[Lines of data]
__________
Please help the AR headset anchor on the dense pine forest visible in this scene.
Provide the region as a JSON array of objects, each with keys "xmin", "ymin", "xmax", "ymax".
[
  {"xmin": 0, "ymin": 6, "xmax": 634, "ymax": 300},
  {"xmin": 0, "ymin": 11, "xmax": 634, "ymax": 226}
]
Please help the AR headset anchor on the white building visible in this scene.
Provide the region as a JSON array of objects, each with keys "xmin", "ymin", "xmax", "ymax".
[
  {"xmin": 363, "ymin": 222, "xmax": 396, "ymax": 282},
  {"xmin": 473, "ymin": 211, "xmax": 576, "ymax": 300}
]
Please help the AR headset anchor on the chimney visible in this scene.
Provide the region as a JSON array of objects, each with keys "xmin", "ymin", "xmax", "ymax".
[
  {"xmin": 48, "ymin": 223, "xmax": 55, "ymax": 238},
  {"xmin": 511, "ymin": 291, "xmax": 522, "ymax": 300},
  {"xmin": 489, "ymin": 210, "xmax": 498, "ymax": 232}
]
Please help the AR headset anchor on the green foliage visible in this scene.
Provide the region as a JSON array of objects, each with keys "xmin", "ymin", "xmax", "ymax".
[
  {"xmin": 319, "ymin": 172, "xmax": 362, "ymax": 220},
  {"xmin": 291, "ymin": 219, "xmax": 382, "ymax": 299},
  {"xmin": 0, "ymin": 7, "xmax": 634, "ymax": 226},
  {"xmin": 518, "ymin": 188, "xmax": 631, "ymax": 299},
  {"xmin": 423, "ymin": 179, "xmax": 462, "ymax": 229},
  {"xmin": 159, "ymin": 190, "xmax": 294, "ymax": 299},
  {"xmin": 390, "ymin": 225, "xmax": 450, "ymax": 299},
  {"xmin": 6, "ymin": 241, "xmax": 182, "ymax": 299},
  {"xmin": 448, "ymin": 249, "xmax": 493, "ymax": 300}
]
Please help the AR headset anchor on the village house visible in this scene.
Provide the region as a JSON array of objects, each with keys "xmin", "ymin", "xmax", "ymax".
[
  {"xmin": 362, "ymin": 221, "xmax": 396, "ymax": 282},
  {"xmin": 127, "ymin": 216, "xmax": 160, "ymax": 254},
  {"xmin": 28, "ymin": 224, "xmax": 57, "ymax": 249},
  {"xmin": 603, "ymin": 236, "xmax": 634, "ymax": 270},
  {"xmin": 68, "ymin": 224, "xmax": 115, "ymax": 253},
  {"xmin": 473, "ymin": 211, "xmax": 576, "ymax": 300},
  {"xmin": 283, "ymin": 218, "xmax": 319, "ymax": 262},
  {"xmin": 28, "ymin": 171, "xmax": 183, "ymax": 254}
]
__________
[What is expected] Write out the data again from the line with "Please help the AR headset anchor on the village" through the end of the data, keeping every line. Raise each bounding box coordinate in the answers by 76 and change nothing else.

[Written solution]
Please help the AR headset anchor on the village house visible in this scene.
Provide the region as a JSON array of objects, each with keys "xmin", "ymin", "xmax", "ymax".
[
  {"xmin": 438, "ymin": 297, "xmax": 472, "ymax": 358},
  {"xmin": 203, "ymin": 292, "xmax": 236, "ymax": 330},
  {"xmin": 104, "ymin": 300, "xmax": 133, "ymax": 325},
  {"xmin": 679, "ymin": 312, "xmax": 710, "ymax": 346},
  {"xmin": 144, "ymin": 300, "xmax": 191, "ymax": 329},
  {"xmin": 549, "ymin": 287, "xmax": 652, "ymax": 376},
  {"xmin": 359, "ymin": 294, "xmax": 395, "ymax": 338},
  {"xmin": 104, "ymin": 247, "xmax": 259, "ymax": 330}
]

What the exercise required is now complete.